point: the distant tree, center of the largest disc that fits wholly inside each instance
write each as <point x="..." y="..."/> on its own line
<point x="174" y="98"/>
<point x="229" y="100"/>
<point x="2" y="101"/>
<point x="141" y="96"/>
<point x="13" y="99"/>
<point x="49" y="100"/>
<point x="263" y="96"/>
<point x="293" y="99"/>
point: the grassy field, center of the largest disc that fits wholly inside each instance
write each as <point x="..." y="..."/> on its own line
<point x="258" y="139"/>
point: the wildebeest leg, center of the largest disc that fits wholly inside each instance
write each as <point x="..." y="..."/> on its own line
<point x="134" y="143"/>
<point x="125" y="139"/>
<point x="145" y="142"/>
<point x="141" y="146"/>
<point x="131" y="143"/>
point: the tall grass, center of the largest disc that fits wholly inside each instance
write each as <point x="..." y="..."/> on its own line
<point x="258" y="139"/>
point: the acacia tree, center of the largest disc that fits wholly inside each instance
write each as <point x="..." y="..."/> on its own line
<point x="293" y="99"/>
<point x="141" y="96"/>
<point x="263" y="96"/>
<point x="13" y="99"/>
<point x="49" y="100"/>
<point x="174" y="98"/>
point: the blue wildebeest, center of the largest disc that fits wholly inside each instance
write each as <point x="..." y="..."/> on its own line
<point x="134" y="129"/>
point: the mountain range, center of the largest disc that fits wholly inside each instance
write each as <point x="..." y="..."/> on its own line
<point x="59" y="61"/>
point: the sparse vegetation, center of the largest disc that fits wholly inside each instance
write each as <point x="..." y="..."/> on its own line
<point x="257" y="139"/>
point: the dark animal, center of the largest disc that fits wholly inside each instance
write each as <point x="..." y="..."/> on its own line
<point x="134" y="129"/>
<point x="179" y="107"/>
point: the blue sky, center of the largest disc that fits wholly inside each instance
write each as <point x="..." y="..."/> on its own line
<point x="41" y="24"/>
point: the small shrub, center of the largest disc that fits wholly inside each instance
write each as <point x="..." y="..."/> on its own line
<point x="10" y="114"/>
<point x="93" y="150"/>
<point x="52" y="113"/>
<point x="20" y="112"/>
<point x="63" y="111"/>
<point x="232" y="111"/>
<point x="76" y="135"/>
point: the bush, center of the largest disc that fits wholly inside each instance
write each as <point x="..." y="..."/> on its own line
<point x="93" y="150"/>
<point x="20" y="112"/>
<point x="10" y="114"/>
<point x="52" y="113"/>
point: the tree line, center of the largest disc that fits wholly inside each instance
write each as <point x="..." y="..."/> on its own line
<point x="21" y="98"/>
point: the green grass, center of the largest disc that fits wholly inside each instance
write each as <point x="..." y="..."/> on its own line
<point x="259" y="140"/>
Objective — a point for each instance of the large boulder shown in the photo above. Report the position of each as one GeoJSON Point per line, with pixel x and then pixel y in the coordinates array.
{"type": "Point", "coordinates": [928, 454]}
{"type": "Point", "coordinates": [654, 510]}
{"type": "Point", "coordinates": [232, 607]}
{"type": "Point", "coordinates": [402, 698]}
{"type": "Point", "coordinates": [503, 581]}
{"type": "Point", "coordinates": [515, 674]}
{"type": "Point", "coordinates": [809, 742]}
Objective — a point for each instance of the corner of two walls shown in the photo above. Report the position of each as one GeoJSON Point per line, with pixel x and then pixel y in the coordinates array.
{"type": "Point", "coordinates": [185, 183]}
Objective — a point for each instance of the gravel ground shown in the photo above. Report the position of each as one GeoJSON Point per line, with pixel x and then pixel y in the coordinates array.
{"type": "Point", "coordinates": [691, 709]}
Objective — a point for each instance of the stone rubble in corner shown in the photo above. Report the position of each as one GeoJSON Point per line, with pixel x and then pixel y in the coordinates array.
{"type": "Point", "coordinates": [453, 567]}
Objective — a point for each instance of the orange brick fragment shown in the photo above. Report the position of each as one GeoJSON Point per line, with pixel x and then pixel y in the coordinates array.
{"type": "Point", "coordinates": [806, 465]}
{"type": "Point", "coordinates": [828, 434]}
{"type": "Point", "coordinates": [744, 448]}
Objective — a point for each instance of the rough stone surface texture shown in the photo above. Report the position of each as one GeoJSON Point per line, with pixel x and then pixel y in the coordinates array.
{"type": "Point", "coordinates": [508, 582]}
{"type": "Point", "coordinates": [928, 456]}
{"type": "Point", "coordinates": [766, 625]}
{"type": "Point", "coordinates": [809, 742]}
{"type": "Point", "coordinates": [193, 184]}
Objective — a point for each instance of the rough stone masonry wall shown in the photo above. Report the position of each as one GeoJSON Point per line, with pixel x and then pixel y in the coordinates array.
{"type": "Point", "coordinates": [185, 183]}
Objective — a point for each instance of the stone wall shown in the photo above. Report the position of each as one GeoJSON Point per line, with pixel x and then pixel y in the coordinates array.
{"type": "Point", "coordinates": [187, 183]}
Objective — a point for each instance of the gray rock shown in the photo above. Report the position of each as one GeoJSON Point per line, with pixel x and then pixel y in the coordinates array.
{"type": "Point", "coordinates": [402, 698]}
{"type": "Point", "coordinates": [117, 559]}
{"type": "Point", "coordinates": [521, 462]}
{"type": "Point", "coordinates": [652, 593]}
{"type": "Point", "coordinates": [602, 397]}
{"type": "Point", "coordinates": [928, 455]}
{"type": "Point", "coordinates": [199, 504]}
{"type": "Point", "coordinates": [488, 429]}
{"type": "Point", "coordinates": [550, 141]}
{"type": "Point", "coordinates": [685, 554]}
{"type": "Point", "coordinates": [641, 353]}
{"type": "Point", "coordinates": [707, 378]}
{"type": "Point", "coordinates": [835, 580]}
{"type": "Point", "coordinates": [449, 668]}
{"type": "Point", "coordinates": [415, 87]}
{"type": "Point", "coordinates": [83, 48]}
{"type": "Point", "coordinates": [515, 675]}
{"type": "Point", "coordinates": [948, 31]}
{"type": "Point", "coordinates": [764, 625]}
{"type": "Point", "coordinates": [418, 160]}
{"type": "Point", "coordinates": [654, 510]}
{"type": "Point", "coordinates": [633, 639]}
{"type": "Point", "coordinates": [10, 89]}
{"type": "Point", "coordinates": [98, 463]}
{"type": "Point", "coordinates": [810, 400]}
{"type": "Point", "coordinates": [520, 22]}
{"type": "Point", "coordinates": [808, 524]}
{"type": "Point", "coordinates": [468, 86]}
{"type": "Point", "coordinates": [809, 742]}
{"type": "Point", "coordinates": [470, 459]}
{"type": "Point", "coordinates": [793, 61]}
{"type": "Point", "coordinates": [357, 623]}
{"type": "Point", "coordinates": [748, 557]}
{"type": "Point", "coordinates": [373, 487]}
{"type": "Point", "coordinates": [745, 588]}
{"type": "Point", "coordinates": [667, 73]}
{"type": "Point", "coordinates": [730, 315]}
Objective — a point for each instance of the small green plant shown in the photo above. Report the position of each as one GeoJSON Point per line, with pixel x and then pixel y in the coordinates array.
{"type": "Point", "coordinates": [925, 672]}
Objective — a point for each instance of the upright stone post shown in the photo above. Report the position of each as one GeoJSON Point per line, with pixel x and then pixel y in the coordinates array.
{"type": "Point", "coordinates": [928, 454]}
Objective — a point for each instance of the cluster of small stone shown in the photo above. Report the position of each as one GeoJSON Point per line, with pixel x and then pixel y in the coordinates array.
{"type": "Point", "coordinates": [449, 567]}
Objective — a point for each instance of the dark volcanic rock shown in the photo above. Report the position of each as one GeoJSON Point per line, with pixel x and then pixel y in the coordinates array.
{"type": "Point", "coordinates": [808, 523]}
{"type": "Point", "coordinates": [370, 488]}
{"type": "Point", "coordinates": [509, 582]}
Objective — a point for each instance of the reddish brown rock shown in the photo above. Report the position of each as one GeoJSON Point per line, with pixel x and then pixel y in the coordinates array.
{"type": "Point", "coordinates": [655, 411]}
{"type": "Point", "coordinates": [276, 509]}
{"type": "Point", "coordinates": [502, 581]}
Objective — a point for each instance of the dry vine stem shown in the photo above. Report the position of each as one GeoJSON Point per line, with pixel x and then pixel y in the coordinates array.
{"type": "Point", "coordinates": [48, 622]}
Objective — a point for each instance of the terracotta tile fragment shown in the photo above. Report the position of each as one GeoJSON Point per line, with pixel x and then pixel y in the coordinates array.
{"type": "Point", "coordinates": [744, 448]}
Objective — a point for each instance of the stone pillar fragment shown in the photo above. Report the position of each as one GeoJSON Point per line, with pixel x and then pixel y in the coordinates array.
+--
## What this task involves
Only the lines from the one containing "Objective — a point for each instance of the dry" through the end of the material should be reproduced, exactly, with both ends included.

## Expected output
Objective — a point for each instance of the dry vine stem shown in the photo above. Report the position of each as one GeoJSON Point per line, with pixel x and then pixel y in the coordinates array.
{"type": "Point", "coordinates": [48, 622]}
Objective — a point for each instance of the terracotta tile fragment shown in the photo above. Report the position of each as one GeoJSON Point per line, with pixel x and then pixel y in the coordinates array.
{"type": "Point", "coordinates": [744, 448]}
Objective — a point for each instance of the stone pillar fragment shown in the photo above. Report the position of each as one GeoJSON Point per line, with pixel x and then pixel y in the coordinates array.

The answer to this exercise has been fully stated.